[Collected data]
####################
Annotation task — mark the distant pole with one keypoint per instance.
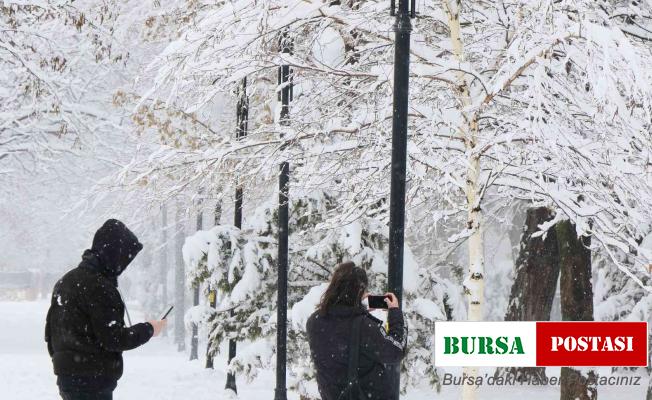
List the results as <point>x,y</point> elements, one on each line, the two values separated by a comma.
<point>179,282</point>
<point>194,341</point>
<point>402,29</point>
<point>164,258</point>
<point>242,116</point>
<point>285,81</point>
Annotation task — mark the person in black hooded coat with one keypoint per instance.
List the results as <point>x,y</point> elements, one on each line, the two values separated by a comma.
<point>85,329</point>
<point>379,347</point>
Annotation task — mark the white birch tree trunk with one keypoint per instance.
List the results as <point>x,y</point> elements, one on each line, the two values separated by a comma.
<point>179,282</point>
<point>474,282</point>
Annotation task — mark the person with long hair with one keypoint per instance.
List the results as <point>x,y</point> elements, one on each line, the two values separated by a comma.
<point>356,356</point>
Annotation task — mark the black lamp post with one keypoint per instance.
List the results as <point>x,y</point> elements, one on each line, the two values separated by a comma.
<point>402,29</point>
<point>285,82</point>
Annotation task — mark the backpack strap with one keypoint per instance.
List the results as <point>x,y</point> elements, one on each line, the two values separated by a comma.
<point>352,389</point>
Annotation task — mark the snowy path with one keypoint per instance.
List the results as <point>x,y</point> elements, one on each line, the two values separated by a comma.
####################
#### [Exercise directions]
From the listing, extract all text exactly as given and drop any picture.

#### [Full answer]
Annotation task — mark the distant pole with one keypoint per instance.
List the results as <point>x,y</point> elements, one on each line, the two values separated by a comma.
<point>179,282</point>
<point>194,341</point>
<point>402,29</point>
<point>164,258</point>
<point>242,116</point>
<point>285,81</point>
Annotation task — mark the person in black hooded coat with one keypoint per instance.
List the results as <point>x,y</point> elements, one on each line, the two values separated by a comma.
<point>85,329</point>
<point>379,347</point>
Annotation task — mark the white birch tree trunk with one keypoint per instance.
List the results as <point>x,y</point> elements, one on each line, the two values separated by a comma.
<point>179,282</point>
<point>474,282</point>
Annotation task — mark the person with long hair with one keypoint per instance.
List the results as <point>x,y</point> elements, one on each line, the two values separated by a comma.
<point>356,356</point>
Annotation task — mark the black lamp post with one keypoint per instance.
List the results as <point>x,y</point> elements, one on each line, the two values separated by a comma.
<point>402,29</point>
<point>285,82</point>
Annotation task — mark the backpack strap with one keypoint per instance.
List the results as <point>x,y</point> elements, one on each line, the two values separated by a comma.
<point>352,389</point>
Annotation task — mark the snowy path with one keypoint per instance.
List the results as <point>x,y</point> elements, one on each line, the two values separated by a comma.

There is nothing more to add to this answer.